YOUR INSTRUCTIONS –
Pull out every line in the items below that contains the string "instances", matching case exactly, and copy those lines unchanged.

Outline annotation items:
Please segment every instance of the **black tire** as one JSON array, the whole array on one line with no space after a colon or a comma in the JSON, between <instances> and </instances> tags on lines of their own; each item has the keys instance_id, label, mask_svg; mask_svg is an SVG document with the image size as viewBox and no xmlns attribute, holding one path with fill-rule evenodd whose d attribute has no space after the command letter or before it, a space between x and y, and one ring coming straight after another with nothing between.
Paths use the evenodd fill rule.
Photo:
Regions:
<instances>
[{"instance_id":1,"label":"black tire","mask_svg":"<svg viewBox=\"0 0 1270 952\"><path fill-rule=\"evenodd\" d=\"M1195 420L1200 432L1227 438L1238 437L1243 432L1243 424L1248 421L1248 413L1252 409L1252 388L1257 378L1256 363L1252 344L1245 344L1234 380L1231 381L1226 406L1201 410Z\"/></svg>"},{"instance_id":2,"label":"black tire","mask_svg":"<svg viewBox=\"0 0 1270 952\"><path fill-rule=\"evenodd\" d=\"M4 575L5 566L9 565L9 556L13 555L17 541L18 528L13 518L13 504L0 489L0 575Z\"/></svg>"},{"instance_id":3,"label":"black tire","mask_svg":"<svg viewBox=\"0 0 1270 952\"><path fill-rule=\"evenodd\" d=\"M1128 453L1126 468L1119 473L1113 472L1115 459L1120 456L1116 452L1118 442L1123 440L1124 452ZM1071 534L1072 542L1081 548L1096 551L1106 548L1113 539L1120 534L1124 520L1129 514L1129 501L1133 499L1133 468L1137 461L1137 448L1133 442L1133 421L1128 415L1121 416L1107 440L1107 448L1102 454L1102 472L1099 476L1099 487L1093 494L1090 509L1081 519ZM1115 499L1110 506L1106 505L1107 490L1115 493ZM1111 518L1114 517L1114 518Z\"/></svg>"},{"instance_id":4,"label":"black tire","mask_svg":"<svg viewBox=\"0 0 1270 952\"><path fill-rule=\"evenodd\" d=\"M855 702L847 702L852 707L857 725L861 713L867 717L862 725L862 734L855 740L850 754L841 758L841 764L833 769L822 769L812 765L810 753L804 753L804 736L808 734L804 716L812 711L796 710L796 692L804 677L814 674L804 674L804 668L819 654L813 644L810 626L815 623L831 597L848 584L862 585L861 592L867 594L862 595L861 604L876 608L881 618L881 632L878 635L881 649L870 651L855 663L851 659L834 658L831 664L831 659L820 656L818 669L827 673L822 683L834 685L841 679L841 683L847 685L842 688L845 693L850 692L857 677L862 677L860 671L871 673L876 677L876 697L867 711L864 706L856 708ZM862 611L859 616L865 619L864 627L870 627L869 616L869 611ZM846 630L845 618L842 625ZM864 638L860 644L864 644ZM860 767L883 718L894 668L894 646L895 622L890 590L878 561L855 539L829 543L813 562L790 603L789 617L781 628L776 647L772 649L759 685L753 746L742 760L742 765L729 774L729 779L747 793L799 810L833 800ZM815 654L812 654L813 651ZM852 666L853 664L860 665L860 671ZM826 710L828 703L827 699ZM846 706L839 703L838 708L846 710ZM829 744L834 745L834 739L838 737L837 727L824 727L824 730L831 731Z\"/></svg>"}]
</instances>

WRITTEN SOLUTION –
Please segment every instance of the **black tire** as one JSON array, the whole array on one line with no space after a colon or a comma in the JSON, between <instances> and </instances> tags on lines of their own; each item has the keys instance_id, label, mask_svg; mask_svg is an SVG document with the image size as viewBox and no xmlns attribute, holding one path with fill-rule evenodd whose d attribute has no space after the command letter or before it, a space between x and y, and one ring coming straight after another with nothing between.
<instances>
</instances>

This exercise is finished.